**Record excerpts**
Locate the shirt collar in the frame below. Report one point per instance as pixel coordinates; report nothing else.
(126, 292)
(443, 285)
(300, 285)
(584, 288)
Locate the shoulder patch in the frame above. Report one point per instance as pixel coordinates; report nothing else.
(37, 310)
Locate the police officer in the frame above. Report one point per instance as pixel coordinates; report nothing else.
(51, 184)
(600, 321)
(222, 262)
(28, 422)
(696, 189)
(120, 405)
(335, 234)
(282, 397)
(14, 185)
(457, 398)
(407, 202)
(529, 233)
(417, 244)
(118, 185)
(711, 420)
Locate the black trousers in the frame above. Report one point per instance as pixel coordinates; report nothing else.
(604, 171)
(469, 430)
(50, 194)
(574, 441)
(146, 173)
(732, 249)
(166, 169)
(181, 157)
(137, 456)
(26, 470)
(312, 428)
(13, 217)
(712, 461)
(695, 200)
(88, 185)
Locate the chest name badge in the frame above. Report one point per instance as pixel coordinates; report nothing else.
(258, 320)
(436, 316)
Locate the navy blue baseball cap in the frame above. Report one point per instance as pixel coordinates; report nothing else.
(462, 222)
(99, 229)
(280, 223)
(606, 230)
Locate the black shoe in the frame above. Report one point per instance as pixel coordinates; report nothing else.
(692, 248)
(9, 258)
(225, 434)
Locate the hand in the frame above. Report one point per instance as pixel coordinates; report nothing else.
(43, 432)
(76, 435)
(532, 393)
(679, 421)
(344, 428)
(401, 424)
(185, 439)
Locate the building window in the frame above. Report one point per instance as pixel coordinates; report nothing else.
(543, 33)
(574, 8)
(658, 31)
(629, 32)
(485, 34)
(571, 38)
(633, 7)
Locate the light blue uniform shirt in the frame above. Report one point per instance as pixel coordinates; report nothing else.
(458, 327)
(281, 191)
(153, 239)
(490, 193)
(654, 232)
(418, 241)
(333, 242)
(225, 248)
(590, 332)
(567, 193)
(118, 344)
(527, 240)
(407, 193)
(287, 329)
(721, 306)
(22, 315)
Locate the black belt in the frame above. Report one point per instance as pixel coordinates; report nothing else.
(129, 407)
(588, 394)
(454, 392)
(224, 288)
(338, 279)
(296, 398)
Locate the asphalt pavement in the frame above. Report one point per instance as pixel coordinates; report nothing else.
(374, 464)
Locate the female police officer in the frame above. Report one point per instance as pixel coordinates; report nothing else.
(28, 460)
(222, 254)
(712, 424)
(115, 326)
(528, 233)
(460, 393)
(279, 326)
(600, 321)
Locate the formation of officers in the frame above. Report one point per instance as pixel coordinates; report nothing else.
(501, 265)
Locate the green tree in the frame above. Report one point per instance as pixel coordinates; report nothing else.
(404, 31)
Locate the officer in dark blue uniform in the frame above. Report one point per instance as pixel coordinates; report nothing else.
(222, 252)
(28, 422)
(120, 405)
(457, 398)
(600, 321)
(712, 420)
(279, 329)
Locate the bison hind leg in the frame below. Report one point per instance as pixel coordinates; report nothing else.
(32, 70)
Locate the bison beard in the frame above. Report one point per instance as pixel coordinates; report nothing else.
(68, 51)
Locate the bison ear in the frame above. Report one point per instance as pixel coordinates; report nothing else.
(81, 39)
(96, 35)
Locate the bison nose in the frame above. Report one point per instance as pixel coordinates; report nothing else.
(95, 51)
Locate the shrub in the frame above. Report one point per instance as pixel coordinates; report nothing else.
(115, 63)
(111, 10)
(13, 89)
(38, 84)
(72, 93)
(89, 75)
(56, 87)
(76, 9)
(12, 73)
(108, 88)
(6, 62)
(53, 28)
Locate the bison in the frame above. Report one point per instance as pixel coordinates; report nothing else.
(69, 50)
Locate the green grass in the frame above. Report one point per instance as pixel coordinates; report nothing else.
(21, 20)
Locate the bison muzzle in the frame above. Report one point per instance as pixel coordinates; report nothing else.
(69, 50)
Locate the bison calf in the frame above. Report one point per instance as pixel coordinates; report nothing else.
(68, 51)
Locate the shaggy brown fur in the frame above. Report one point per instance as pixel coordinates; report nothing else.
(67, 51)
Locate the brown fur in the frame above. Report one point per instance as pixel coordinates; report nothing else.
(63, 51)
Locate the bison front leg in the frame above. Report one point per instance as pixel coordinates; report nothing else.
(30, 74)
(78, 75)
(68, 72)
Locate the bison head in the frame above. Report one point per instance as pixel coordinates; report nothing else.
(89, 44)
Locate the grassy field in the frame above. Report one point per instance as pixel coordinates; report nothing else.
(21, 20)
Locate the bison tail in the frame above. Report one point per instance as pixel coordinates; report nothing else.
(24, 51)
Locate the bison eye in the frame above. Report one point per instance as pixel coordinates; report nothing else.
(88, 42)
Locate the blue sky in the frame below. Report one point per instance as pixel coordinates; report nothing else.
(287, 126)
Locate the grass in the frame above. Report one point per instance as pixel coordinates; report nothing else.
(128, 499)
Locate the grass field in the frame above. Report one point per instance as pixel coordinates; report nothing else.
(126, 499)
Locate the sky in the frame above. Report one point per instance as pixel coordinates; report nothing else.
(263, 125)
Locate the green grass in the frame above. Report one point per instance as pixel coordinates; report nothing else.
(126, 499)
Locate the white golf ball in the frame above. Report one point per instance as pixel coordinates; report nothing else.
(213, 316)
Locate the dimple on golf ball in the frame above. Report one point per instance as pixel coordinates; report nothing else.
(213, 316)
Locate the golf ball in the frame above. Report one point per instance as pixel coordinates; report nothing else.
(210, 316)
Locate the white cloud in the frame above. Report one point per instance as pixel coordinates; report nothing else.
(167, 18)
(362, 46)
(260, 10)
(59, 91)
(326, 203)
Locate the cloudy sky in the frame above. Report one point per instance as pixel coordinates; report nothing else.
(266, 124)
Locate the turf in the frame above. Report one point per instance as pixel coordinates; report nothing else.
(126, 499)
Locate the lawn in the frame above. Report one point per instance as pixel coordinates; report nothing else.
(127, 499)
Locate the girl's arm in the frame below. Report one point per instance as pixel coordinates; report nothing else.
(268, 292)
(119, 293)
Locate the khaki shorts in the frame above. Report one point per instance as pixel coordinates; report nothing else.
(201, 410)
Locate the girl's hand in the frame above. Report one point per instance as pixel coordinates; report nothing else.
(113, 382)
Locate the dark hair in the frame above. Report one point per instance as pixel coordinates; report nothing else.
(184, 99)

**Task brief**
All entries shown above should be printed again exactly.

**Response**
Locate the shirt collar in the frame below. Report one point per instance as pixel coordinates; report nothing else.
(126, 292)
(443, 285)
(300, 285)
(584, 288)
Locate the shoulder patch in the frame above. Report one point per instance as pixel coordinates; report nothing else.
(37, 310)
Locate the police officer in the frame above. Report one point per instance as pixel coordinates; report nothing else.
(51, 184)
(600, 321)
(222, 262)
(28, 422)
(696, 189)
(120, 405)
(335, 234)
(282, 397)
(14, 185)
(457, 398)
(407, 202)
(529, 233)
(417, 244)
(118, 185)
(711, 420)
Locate the black trousers in the frame above. Report one point per instance as pixel coordinates; report nothing else.
(604, 171)
(469, 430)
(50, 194)
(574, 441)
(146, 173)
(732, 249)
(166, 169)
(181, 157)
(137, 456)
(26, 470)
(312, 428)
(13, 217)
(712, 461)
(695, 200)
(88, 185)
Locate the chest name badge in the frame above. Report one point per instance as pixel coordinates; report nothing else.
(258, 320)
(436, 316)
Locate the navy blue baseball cap in the frame above. Report one point per instance as pixel coordinates; report nothing else.
(462, 222)
(99, 229)
(280, 223)
(606, 230)
Locate the black shoe in the frame above. Report one point per instance as pixel coordinates; report nothing else.
(692, 248)
(9, 258)
(225, 434)
Locate the hand in the frame above. Report one point per instance as pixel coordinates; report nothing else.
(43, 432)
(76, 435)
(532, 393)
(679, 421)
(344, 428)
(401, 424)
(185, 439)
Locate the building window in the frame above. Report one point per instance as pixel coordinates; report nothing else.
(543, 33)
(574, 8)
(658, 31)
(629, 32)
(485, 34)
(571, 38)
(633, 7)
Locate the light blue uniform shirt in the frame above. Report one point per instance as pixel coordinates; report nothing else.
(458, 327)
(281, 191)
(153, 239)
(490, 193)
(654, 232)
(418, 241)
(333, 242)
(225, 248)
(590, 332)
(567, 193)
(118, 344)
(527, 240)
(407, 193)
(287, 329)
(721, 306)
(22, 315)
Locate the black belt in the frame above. Report one point per instance as pixel coordinates; report nothing else.
(129, 407)
(588, 394)
(454, 392)
(224, 288)
(338, 279)
(296, 398)
Locate the asphalt pavement in the frame above. Report one point per instance as pixel coordinates; report nothing else.
(374, 464)
Locate the female police officer in the frame above. Report one point per instance as pixel coordinates; report nothing else.
(28, 460)
(222, 254)
(712, 424)
(115, 326)
(528, 233)
(460, 393)
(279, 326)
(600, 321)
Locate the formation of officers in the frame above. Report one point per instance as pixel coordinates; report nothing else.
(501, 265)
Locate the green tree in the frame above. Report one point per instance as pixel coordinates; report nothing else.
(404, 31)
Locate the officer in dark blue uniform in the frame above. Report one point per instance as pixel coordinates; report nothing else.
(222, 252)
(28, 422)
(120, 405)
(457, 398)
(600, 321)
(712, 420)
(279, 329)
Locate the bison hind leg in the frame below. Report one point per instance as pixel coordinates; report nothing else.
(32, 70)
Locate the bison beard in the frame above. Report one point per instance as pixel coordinates; report nothing else.
(68, 51)
Locate the bison ear in the frame above. Report one point per instance as pixel coordinates; report nothing else.
(81, 39)
(96, 35)
Locate the bison nose in the frame above. Report one point per instance as pixel coordinates; report nothing else.
(95, 51)
Locate the shrub in the frame above. Report one point per instance as pixel coordinates; report nothing else.
(115, 63)
(111, 10)
(13, 89)
(38, 84)
(72, 93)
(89, 75)
(56, 87)
(76, 9)
(12, 73)
(108, 88)
(6, 62)
(53, 28)
Locate the bison in the frame above. Report one point per instance as pixel coordinates; report nothing else.
(69, 50)
Locate the green grass in the frame above. Report one point per instance as pixel coordinates; report nothing else.
(21, 20)
Locate the bison muzzle in the frame above. Report one point per instance as pixel coordinates; report nothing else.
(69, 50)
Locate the bison calf in the frame above. Report one point per instance as pixel coordinates; report nothing else.
(68, 51)
Locate the shaggy brown fur in the frame above. Report one point per instance as pixel coordinates; report nothing else.
(67, 51)
Locate the brown fur in the frame above. Report one point per instance as pixel coordinates; report nothing else.
(63, 51)
Locate the bison front leg in the frame above. Report one point per instance as pixel coordinates; report nothing else.
(30, 74)
(78, 75)
(68, 72)
Locate the bison head in the frame above. Report one point per instance as pixel coordinates; report nothing else.
(89, 44)
Locate the grassy field in the frame above. Report one point per instance as pixel coordinates; report nothing else.
(21, 20)
Locate the bison tail in the frame above. Report one point per instance as pixel coordinates; report nothing else.
(24, 51)
Locate the bison eye in the frame above. Report one point per instance as pixel coordinates; report nothing else.
(88, 42)
Locate the blue sky in the frame below. Report one point per instance as pixel coordinates; report nothing else.
(287, 126)
Locate the grass in the frame above. Report one point per instance as pixel coordinates; report nothing else.
(128, 499)
Locate the grass field in the frame above. Report one point per instance as pixel coordinates; report nothing else.
(126, 499)
Locate the sky in the frame above. Report one point per instance as pixel coordinates; report nothing else.
(263, 125)
Locate the green grass in the frame above. Report one point per instance as pixel coordinates; report nothing else.
(126, 499)
Locate the white golf ball in the frame above. Report one point per instance as pixel coordinates; report nothing else.
(213, 316)
Locate the dimple on golf ball in the frame above. Report one point per instance as pixel coordinates; report nothing else.
(213, 316)
Locate the golf ball in the frame above. Report one point per instance as pixel coordinates; report nothing else.
(210, 316)
Locate the white cloud in the frame above. Report one point per instance as pixel coordinates; report nothing else.
(167, 18)
(362, 46)
(260, 10)
(59, 91)
(326, 203)
Locate the cloudy sky in the frame above. Report one point per instance as pixel coordinates; report nothing else.
(266, 124)
Locate the turf in the frame above. Report one point per instance as pixel coordinates; report nothing else.
(126, 499)
Locate the lawn in the frame above. Report one point per instance as pixel coordinates; report nothing else.
(127, 499)
Locate the girl's arm in the frame below. Report one point per instance as pixel coordinates; report nothing else.
(268, 292)
(119, 293)
Locate the khaki shorts in the frame above. Report one point per instance as pixel coordinates; report nothing else.
(201, 410)
Locate the girl's hand in the frame above. Report one point per instance as pixel coordinates; report nothing else.
(113, 382)
Locate the dark hair in the frame above. Report one point per instance as pixel coordinates; report nothing else.
(184, 99)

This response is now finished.